To do:
1) Rewrite the paragraph beginning "Aviation medicine is a natural for Malone" from the article on Dr. Sean Malone as a short bulleted list, keeping its main facts.
2) Answer these questions from the article on Dr. Sean Malone, putting each answer on its own line with the same letter:
(a) In which three towns does Rowan Diagnostic Clinic have offices?
(b) On what date did the law mentioned in the article go into effect?
(c) How many years had Malone been in private practice when he earned his pilot's license?
3) Continue the article on Dr. Sean Malone, picking up after its last paragraph.

Excerpted text:
Doctor is pilot who examines other pilots
Published 12:00 am Sunday, May 24, 2015
By Linda Bailey
Miller Davis Agency
Salisbury doctor Sean Malone has a unique understanding of what airline pilots go through medically before they are allowed to fly their airplanes.
It’s a thorough examination procedure set forth by the Federal Aviation Administration, including medical and psychological exams. Because he is a pilot himself, Malone can see both sides of issues that often arise.
Malone is an internal medicine physician at Rowan Diagnostic Clinic, which has offices in Salisbury, Spencer and Cooleemee. He has added aviation medical exams for commercial and private pilots to the clinic’s specialties, as well as high altitude hypoxia simulation.
It’s part of the clinic’s emphasis on transportation medical exams. The clinic also offers U.S. Department of Transportation exams, in compliance with the new Federal Motor Carrier Act. The law went into effect April 1. Several staff members are certified, including Malone, along with two nurse practitioners. Nicole Ferrell administers the exam at the Cooleemee clinic, and Deana Garmon does exams of truck drivers at the Salisbury clinic on Mocksville Avenue. Garmon takes walk-in drivers. Dr. Kishan Mararai and Lauren Lyerly, NP, (Spencer clinic) are also certified to perform DOT physicals.
Aviation medicine is a natural for Malone. His dad was a pilot and he grew up loving planes and flying. He earned his pilot’s license after being in private practice for 10 years and is currently a commercial pilot who owns his own plane. He has been an FAA designated Aviation Medical Examiner for pilots for three years, certified in both Rowan and Davie counties.

Supplied records:
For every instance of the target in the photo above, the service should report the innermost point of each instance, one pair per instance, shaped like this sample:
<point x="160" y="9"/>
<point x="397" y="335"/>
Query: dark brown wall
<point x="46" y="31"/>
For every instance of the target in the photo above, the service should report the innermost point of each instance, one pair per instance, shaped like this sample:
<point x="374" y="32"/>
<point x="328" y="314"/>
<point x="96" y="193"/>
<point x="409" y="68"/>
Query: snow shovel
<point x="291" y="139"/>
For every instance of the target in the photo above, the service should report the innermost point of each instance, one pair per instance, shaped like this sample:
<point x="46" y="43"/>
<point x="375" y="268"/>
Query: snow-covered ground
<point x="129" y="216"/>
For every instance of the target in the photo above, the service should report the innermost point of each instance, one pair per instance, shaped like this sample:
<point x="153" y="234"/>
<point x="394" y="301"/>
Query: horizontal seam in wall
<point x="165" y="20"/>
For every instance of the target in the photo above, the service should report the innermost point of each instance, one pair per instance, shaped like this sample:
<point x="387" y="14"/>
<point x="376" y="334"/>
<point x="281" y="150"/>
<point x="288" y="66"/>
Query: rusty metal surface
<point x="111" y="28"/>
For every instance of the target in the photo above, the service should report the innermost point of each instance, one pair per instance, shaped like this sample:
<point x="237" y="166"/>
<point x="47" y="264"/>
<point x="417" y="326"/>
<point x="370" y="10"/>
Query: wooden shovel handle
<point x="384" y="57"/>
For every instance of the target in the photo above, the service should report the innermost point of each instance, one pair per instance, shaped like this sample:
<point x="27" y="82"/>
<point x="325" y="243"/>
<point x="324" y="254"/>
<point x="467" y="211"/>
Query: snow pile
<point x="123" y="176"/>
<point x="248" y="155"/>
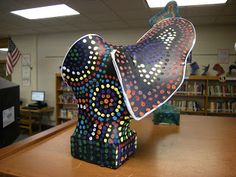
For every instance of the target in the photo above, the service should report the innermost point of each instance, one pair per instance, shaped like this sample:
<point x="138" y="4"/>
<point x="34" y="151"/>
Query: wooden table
<point x="200" y="146"/>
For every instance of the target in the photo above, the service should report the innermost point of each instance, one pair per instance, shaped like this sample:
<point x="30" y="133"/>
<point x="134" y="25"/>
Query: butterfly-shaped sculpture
<point x="114" y="84"/>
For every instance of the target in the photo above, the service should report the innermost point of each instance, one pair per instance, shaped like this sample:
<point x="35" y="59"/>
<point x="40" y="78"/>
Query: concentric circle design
<point x="107" y="101"/>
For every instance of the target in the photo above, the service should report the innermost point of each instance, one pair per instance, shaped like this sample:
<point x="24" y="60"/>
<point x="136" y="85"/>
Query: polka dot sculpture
<point x="114" y="84"/>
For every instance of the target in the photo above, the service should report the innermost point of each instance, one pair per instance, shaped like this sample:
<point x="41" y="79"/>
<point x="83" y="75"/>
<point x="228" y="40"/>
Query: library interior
<point x="118" y="88"/>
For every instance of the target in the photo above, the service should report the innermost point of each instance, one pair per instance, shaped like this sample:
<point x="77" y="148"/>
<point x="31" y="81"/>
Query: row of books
<point x="222" y="106"/>
<point x="64" y="86"/>
<point x="184" y="105"/>
<point x="68" y="113"/>
<point x="222" y="90"/>
<point x="192" y="88"/>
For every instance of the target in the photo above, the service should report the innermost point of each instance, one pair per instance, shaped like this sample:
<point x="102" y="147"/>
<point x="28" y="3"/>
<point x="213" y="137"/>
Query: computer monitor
<point x="38" y="96"/>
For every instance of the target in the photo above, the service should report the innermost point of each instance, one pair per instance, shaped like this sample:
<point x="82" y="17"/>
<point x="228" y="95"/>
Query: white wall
<point x="47" y="52"/>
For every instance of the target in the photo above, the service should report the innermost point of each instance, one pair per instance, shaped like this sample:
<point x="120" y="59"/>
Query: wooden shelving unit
<point x="66" y="107"/>
<point x="206" y="95"/>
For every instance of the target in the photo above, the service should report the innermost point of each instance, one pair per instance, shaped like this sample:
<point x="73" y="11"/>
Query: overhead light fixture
<point x="46" y="12"/>
<point x="162" y="3"/>
<point x="4" y="49"/>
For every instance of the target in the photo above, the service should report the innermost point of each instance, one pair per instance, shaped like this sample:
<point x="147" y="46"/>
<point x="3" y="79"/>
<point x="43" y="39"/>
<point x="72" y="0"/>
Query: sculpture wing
<point x="151" y="71"/>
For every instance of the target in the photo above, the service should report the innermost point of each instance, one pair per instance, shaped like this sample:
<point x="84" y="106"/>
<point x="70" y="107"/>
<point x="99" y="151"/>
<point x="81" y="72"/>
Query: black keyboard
<point x="31" y="108"/>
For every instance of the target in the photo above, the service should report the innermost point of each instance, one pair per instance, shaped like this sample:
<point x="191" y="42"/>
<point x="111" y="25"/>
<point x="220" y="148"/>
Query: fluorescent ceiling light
<point x="4" y="49"/>
<point x="46" y="12"/>
<point x="162" y="3"/>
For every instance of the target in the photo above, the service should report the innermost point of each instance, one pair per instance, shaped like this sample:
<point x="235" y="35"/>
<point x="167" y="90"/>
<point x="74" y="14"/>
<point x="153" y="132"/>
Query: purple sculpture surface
<point x="114" y="84"/>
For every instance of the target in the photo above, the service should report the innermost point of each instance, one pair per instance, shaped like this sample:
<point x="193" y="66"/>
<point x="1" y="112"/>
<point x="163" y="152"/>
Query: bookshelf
<point x="66" y="107"/>
<point x="206" y="95"/>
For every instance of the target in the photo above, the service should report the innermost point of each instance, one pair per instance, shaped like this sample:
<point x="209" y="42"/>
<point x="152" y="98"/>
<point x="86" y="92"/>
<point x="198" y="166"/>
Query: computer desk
<point x="199" y="146"/>
<point x="40" y="112"/>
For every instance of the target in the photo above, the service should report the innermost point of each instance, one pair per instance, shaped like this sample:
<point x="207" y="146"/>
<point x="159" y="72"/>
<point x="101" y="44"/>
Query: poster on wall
<point x="223" y="56"/>
<point x="26" y="70"/>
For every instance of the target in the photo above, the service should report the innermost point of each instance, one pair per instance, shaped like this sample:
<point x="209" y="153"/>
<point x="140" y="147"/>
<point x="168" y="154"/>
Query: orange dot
<point x="106" y="101"/>
<point x="141" y="113"/>
<point x="135" y="109"/>
<point x="143" y="104"/>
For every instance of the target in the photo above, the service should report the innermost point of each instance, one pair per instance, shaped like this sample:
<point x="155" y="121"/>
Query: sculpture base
<point x="103" y="154"/>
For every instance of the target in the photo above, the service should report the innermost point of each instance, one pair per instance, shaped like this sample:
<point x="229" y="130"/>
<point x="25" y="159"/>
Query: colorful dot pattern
<point x="152" y="70"/>
<point x="103" y="135"/>
<point x="170" y="10"/>
<point x="113" y="84"/>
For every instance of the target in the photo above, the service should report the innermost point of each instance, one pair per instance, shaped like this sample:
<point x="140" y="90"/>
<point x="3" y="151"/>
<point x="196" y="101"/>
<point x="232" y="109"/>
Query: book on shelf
<point x="222" y="106"/>
<point x="185" y="105"/>
<point x="222" y="90"/>
<point x="191" y="88"/>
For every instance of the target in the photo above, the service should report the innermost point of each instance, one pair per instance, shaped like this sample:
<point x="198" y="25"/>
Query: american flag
<point x="13" y="55"/>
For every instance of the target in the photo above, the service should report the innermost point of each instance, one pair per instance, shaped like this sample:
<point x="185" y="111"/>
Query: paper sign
<point x="8" y="116"/>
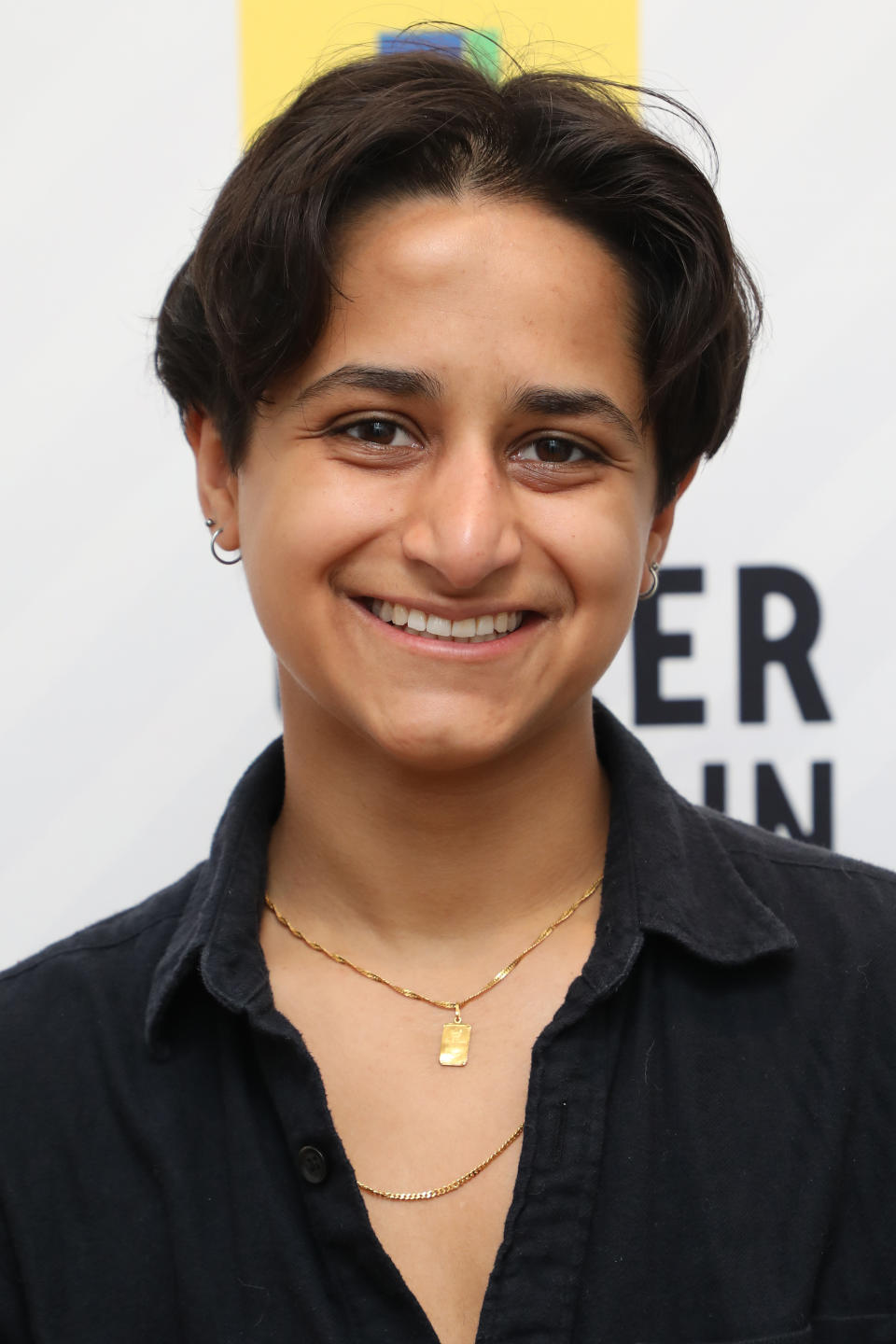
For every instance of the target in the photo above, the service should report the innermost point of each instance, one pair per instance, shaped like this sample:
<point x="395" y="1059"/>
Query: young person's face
<point x="464" y="441"/>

Responses by task:
1)
- Malone's father was a pilot, and Malone grew up loving planes and flying.
- He earned his pilot's license after 10 years in private practice.
- He is now a commercial pilot and owns his own plane.
- He has been an FAA designated Aviation Medical Examiner for three years, certified in Rowan and Davie counties.

2)
(a) Salisbury, Spencer and Cooleemee
(b) April 1
(c) 10 years

3)
He is the only certified aviation medical examiner in Rowan who is also a pilot, and this year earned senior status, which allows him to perform first-class medical exams which are usually held by Airline Transport Pilots. He is also a trained Representative on the FAASTem, the FAA Safety Team. He gives continuing education lectures across the state to pilot clubs and chapters of the Experimental Aircraft Association. “I try to demystify medicals for pilots so that they are willing to be honest with the AME,” he said. “I try to put a friendly face on the procedure.” At these lectures, pilots most frequently ask about medications and flying, since the FAA does not release an official drug list that restricts pilots.
Examiners are not required to be pilots but Malone thinks it helps. “If you are not a pilot, you really don’t know what pilots go through with medicals,” he said. “Being able to see both sides helps me be a better pilot and a better AME. There is a lot of mistrust between pilots and AMEs.”
An aviation medical examiner has to be the FAA’s eyes and ears,” Malone said. “You have to able to read people well …. How healthy is the person? What’s going on with the pilot? If things don’t mesh …”
For instance, if a pilot tells him he hasn’t seen a doctor in four years but is on seven medications. “That doesn’t make sense,” he said.
At the end of the exam, the examiner has three options: He can decline, which has significant implications, he said, as it makes it difficult for the pilot to ever get another medical. Secondly, the examiner can defer to the FAA.
“The problem is that the FAA is over 50,000 medicals behind,” Malone said. “If deferred, the minimum length of the delay is six months.” The third option is to issue, or to grant a special issuance after calling the FAA Central Medical Office in Oklahoma City, which means that the pilot can fly on a medical while the issue is resolved.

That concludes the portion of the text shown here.